• [Listed entries]:
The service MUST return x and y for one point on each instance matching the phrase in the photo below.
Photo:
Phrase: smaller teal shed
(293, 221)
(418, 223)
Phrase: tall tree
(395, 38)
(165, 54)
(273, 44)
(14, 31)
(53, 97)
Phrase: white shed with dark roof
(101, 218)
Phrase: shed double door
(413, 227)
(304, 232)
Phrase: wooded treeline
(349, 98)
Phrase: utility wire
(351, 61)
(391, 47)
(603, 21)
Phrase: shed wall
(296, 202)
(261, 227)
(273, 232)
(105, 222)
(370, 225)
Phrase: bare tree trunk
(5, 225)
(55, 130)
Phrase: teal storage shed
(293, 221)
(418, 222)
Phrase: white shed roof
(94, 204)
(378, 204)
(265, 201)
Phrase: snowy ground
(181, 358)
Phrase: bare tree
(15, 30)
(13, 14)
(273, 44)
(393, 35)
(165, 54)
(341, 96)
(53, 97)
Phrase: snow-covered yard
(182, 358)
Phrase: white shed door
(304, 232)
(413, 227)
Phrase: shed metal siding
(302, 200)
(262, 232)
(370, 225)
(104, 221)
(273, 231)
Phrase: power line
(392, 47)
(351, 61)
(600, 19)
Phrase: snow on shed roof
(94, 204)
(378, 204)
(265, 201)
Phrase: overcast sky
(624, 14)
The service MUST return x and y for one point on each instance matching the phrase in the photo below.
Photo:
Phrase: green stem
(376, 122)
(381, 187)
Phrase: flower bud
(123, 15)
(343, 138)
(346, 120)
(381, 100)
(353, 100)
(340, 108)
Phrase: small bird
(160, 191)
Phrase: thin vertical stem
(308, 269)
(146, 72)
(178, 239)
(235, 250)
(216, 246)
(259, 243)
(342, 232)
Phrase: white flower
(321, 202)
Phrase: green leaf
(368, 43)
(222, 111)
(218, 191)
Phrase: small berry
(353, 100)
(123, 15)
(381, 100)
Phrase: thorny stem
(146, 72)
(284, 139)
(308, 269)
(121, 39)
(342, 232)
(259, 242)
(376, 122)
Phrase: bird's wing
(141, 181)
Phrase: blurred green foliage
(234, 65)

• [The task]: Print every line of the records exactly. Omit nothing.

• [Exercise answer]:
The service MUST return x and y for one point on each instance matching the phrase in the photo below.
Photo:
Phrase: smaller teal shed
(293, 221)
(418, 223)
Phrase: tall tree
(395, 38)
(165, 54)
(273, 44)
(14, 31)
(53, 97)
Phrase: white shed with dark roof
(101, 218)
Phrase: shed double door
(413, 227)
(304, 232)
Phrase: wooded treeline
(349, 98)
Phrase: utility wire
(351, 61)
(391, 47)
(603, 21)
Phrase: shed wall
(296, 202)
(261, 227)
(273, 232)
(105, 222)
(370, 225)
Phrase: bare tree trunk
(5, 225)
(55, 130)
Phrase: teal storage shed
(293, 221)
(418, 222)
Phrase: white shed roof
(94, 204)
(378, 204)
(265, 201)
Phrase: snowy ground
(181, 358)
Phrase: bare tree
(15, 30)
(13, 14)
(273, 44)
(393, 35)
(165, 54)
(341, 96)
(53, 97)
Phrase: snow-covered yard
(182, 358)
Phrase: white shed door
(304, 232)
(413, 227)
Phrase: shed metal siding
(302, 200)
(262, 232)
(370, 225)
(104, 221)
(273, 231)
Phrase: power line
(392, 47)
(351, 61)
(600, 19)
Phrase: snow on shed roof
(94, 204)
(378, 204)
(265, 201)
Phrase: overcast sky
(624, 14)
The service MUST return x and y for one point on each instance matching the phrase in the photo below.
Photo:
Phrase: green stem
(376, 122)
(381, 187)
Phrase: flower bud
(123, 15)
(343, 138)
(346, 120)
(381, 100)
(353, 100)
(340, 108)
Phrase: small bird
(160, 191)
Phrase: thin vertical stem
(308, 269)
(146, 72)
(178, 239)
(235, 250)
(216, 246)
(259, 243)
(342, 232)
Phrase: white flower
(321, 202)
Phrase: green leaf
(368, 43)
(222, 111)
(218, 191)
Phrase: small berry
(353, 100)
(123, 15)
(381, 100)
Phrase: thorny stem
(146, 72)
(284, 139)
(308, 269)
(121, 39)
(342, 232)
(259, 242)
(376, 122)
Phrase: bird's wing
(141, 181)
Phrase: blurred green foliage
(234, 65)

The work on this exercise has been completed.